SELECTED EXTRACT »
Clinical Development of an N-cadherin Antibody to Target Cancer Stem Cells

Funding Type: 
Early Translational IV
Grant Number: 
TR4-06867
ICOC Funds Committed: 
$4 075 668
Disease Focus: 
Prostate Cancer
Cancer
Stem Cell Use: 
Cancer Stem Cell
oldStatus: 
Active
Public Abstract: 
Metastatic disease and the castration resistance remain tremendous challenges in the treatment of prostate cancer. New targeted treatments, such as the ant-testosterone medication enzalutamide, have improved the survival of men with advanced disease, but a majority develops treatment resistance. The field of cancer stem cells hypothesizes that treatment resistance emerges because stem cells are inherently resistant to our current therapies and eventually repopulate tumors. One mechanism by which cancer stem cells resist therapy is through acquisition of an epithelial to mesenchymal transition (EMT), a phenomenon of normal development used by cancers to survive and metastasize. Our laboratory has shown that prostate cancers undergo an EMT that leads to invasion, metastasis and treatment resistance. N-cadherin, a critical regulator of EMT, is expressed in most castration resistant prostate cancers (CRPC) and is sufficient to promote treatment resistance. We therefore developed antibodies against N-cadherin, which are able to inhibit growth, metastasis and progression of prostate cancers in vivo. The goal of this translational application is to move this promising treatment from the laboratory to the clinic by making the antibody human, making it bind more strongly, and then testing it for toxicity, behavior and anti-tumor activity. At the completion of this project, we will be poised to manufacture this lead molecule and move expeditiously to Phase I clinical studies.
Statement of Benefit to California: 
Prostate cancer is the second leading cause of cancer-related death in Californian men. With an aging population, this problem is expected to continue to grow despite recent advances in treatment. The goal of this application is to develop a novel antibody targeting a cancer stem cell target in hormone and treatment refractory prostate cancer. The benefit to the California, if successful, will be the development of a novel therapy against this common disease.

TASK 1 »
Answer these questions about the N-cadherin grant summary:
(a) What is the grant number?
(b) What protein were the antibodies developed against?
(c) Among Californian men, where does prostate cancer rank as a cause of cancer-related death?
TASK 2 »
From the N-cadherin grant summary, print the passage starting with "Statement of Benefit" and going on through "this common disease.".

Point-per-instance localization data
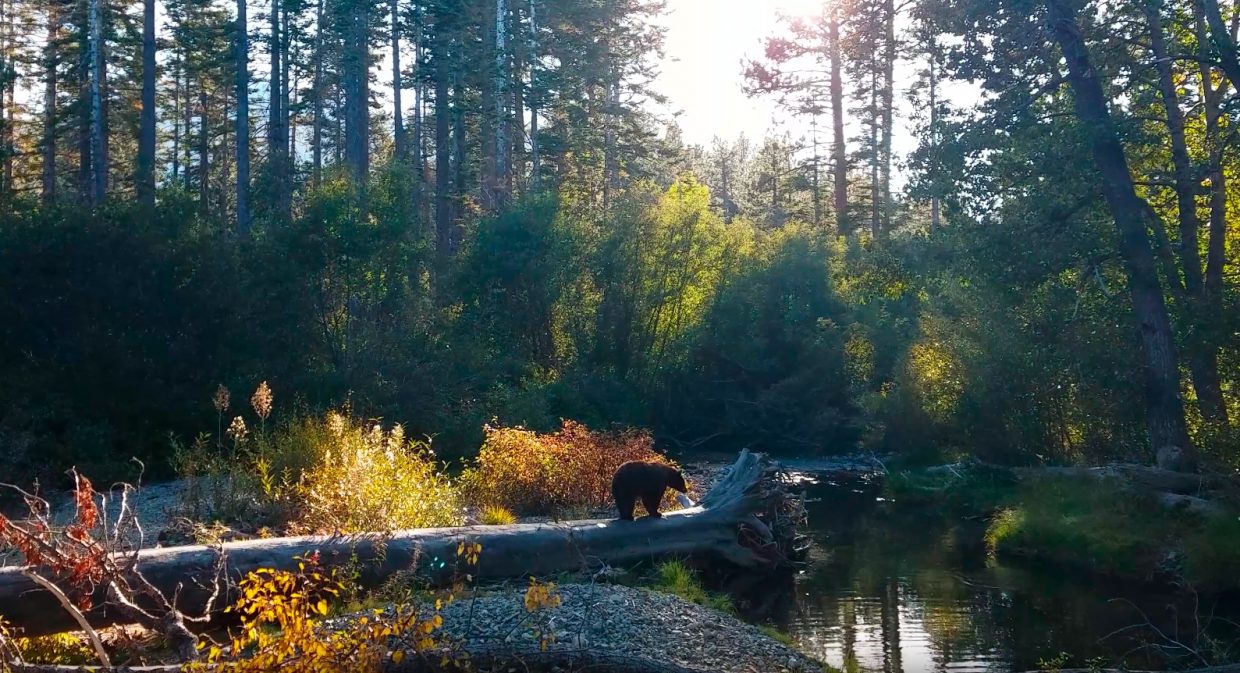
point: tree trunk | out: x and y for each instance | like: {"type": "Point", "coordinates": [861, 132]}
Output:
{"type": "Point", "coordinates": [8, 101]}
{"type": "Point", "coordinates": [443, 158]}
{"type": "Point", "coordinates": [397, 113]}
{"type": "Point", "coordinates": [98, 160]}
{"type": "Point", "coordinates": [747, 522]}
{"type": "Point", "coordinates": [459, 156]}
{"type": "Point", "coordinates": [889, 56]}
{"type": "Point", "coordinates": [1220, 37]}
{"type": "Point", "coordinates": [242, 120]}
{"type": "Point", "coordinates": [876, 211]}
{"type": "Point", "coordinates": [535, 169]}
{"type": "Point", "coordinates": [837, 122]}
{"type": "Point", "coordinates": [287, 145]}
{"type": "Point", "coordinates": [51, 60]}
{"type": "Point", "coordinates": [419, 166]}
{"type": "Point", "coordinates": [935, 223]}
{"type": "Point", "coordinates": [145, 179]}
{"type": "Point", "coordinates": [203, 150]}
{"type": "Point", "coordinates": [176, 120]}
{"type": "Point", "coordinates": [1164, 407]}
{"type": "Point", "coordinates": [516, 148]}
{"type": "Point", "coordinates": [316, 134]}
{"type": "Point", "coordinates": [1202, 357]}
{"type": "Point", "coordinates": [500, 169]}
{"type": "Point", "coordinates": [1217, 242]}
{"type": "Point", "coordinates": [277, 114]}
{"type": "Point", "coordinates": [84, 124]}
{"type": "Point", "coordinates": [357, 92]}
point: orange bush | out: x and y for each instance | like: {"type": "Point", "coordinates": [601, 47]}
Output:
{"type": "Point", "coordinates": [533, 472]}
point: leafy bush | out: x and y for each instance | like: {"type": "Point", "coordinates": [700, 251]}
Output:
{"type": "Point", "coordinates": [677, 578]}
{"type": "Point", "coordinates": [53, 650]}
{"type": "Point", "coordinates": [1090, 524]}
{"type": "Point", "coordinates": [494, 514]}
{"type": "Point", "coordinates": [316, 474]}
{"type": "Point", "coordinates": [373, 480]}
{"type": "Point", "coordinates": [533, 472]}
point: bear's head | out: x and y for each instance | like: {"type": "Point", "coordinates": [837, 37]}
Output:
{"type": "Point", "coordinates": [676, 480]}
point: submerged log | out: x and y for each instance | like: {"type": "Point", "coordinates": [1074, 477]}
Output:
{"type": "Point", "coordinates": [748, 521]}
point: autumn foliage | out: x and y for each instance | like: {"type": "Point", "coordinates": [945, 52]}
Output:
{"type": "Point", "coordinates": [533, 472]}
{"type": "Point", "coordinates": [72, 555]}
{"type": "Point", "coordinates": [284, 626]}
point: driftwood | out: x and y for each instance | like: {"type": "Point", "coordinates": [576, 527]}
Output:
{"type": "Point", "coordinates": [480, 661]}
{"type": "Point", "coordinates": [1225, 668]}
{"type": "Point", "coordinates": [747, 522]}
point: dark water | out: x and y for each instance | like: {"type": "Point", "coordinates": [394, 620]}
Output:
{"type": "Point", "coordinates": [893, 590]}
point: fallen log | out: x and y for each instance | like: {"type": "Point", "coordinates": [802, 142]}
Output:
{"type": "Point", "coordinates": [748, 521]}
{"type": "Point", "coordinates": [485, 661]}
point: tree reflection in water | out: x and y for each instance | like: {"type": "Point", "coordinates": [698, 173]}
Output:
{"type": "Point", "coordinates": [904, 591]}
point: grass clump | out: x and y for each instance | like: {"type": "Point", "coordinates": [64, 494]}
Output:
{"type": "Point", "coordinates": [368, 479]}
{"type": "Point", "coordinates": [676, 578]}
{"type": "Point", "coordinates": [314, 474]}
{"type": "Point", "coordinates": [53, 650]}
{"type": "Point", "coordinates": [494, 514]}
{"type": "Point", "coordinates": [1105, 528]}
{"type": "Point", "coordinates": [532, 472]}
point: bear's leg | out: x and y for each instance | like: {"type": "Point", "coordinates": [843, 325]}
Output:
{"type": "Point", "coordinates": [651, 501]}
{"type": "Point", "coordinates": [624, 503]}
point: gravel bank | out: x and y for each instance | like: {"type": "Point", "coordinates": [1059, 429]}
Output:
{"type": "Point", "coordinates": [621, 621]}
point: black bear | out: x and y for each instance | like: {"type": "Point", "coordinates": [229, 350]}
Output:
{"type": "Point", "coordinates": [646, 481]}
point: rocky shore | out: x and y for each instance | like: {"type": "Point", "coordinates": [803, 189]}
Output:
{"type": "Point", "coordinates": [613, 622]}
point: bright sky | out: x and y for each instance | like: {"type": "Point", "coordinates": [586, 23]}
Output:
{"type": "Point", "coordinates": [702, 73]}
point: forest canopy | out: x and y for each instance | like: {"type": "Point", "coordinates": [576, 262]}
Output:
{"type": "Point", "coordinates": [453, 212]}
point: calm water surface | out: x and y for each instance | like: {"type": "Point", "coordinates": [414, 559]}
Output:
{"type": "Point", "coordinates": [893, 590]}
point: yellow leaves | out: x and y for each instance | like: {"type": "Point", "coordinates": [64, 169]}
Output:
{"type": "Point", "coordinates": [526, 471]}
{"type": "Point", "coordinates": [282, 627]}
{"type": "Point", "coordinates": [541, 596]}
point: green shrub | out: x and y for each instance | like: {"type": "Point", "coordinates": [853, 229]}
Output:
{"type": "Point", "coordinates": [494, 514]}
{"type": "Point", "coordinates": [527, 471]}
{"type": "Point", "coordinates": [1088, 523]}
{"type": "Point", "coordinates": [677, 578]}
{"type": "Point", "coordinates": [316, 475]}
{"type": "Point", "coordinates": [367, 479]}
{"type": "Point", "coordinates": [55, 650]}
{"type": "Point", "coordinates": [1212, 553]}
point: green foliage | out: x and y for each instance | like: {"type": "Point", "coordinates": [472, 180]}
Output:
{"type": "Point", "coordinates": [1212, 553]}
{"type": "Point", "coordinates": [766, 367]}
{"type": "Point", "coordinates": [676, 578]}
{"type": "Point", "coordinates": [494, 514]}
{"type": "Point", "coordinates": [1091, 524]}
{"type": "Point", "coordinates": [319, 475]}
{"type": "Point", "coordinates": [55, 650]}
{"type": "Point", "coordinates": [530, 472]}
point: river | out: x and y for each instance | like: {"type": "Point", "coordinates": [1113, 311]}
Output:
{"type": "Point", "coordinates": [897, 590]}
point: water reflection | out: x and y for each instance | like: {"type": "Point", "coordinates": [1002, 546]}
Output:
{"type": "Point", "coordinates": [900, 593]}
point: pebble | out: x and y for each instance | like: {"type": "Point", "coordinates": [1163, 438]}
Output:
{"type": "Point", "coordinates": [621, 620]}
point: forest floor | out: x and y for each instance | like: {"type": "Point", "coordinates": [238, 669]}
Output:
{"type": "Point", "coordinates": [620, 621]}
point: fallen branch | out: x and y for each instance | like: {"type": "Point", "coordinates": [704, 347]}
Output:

SOLUTION 1 »
(a) TR4-06867
(b) N-cadherin
(c) It is the second leading cause.

SOLUTION 2 »
Statement of Benefit to California: 
Prostate cancer is the second leading cause of cancer-related death in Californian men. With an aging population, this problem is expected to continue to grow despite recent advances in treatment. The goal of this application is to develop a novel antibody targeting a cancer stem cell target in hormone and treatment refractory prostate cancer. The benefit to the California, if successful, will be the development of a novel therapy against this common disease.